■ **About this task**
According to the prescription drug discount card text, what average percentage savings did the discount cards produce at the five drugstores in rural Georgia?

■ **Document segment**
*****

The GAO collected 493 price quotations, showing charges for 17 drugs (12 brand-name products and 5 generic drugs) bought from 29 sources (5 discount card programs, 19 drugstores and 5 Internet pharmacies).
- For people using discount cards, the average price for 12 of the most widely used brand-name drugs was $62.94, which is 8.2 percent less than the average of $68.58 charged at retail pharmacies in Chicago, Seattle and Washington.
- The discount cards produced more substantial savings, averaging 12.8 percent, at five drugstores in rural Georgia.
- People using the cards also got larger savings, in percentage terms, on generic drugs, reducing the average price for a generic drug by 36.8 percent, to $5.69, from the $9 charged to people without cards.
But because generic drugs are already cheaper than brand name ones, Pear says they would only save a few dollars on each prescription.

*****

■ **Extracted information**
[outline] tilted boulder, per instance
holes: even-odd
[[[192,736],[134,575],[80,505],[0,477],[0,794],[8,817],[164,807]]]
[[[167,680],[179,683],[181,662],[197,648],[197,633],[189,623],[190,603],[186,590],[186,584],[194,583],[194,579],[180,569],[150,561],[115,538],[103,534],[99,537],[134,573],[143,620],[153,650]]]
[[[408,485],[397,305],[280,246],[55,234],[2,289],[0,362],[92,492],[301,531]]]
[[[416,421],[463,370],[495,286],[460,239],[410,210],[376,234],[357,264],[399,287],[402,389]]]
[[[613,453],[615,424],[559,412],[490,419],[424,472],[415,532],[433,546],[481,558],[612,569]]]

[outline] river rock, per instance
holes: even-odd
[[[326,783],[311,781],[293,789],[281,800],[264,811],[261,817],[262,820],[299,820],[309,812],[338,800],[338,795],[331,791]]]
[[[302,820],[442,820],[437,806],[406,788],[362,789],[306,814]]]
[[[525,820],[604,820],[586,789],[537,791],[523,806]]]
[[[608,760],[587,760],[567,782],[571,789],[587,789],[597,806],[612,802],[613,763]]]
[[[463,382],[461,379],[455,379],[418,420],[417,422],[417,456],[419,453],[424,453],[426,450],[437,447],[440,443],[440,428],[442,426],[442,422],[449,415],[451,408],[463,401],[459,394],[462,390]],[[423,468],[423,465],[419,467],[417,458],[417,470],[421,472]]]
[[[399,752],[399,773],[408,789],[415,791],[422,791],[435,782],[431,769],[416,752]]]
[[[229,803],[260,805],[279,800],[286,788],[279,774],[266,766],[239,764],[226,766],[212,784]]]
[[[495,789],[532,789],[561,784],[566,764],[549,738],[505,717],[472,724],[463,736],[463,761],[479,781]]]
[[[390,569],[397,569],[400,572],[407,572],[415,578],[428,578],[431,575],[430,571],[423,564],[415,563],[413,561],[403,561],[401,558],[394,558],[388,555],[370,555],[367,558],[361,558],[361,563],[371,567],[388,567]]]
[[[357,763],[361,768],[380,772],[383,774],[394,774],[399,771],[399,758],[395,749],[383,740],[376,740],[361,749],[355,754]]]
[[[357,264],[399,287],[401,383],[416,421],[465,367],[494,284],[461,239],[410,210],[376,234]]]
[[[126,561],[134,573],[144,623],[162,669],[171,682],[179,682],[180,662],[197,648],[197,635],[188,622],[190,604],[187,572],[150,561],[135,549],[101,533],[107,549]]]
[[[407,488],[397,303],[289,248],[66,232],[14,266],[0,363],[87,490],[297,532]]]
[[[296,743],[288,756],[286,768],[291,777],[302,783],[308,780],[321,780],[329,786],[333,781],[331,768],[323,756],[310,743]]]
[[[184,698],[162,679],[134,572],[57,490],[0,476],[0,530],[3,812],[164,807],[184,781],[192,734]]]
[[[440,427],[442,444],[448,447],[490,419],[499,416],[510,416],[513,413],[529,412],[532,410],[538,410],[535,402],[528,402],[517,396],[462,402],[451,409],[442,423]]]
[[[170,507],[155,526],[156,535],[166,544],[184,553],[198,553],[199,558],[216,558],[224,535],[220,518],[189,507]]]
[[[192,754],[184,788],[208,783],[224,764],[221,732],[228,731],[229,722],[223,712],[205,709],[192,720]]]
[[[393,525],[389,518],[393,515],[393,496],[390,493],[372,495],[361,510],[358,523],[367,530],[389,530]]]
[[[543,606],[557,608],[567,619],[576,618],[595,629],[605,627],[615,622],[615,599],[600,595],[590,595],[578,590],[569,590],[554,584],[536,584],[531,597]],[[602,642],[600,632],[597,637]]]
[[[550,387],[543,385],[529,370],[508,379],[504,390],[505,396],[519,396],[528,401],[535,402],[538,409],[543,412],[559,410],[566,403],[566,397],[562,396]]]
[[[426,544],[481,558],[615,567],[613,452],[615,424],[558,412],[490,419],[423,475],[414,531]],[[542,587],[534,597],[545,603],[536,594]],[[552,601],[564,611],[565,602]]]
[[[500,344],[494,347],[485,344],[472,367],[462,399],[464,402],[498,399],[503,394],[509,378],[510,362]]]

*****

■ **Answer for this exercise**
12.8 percent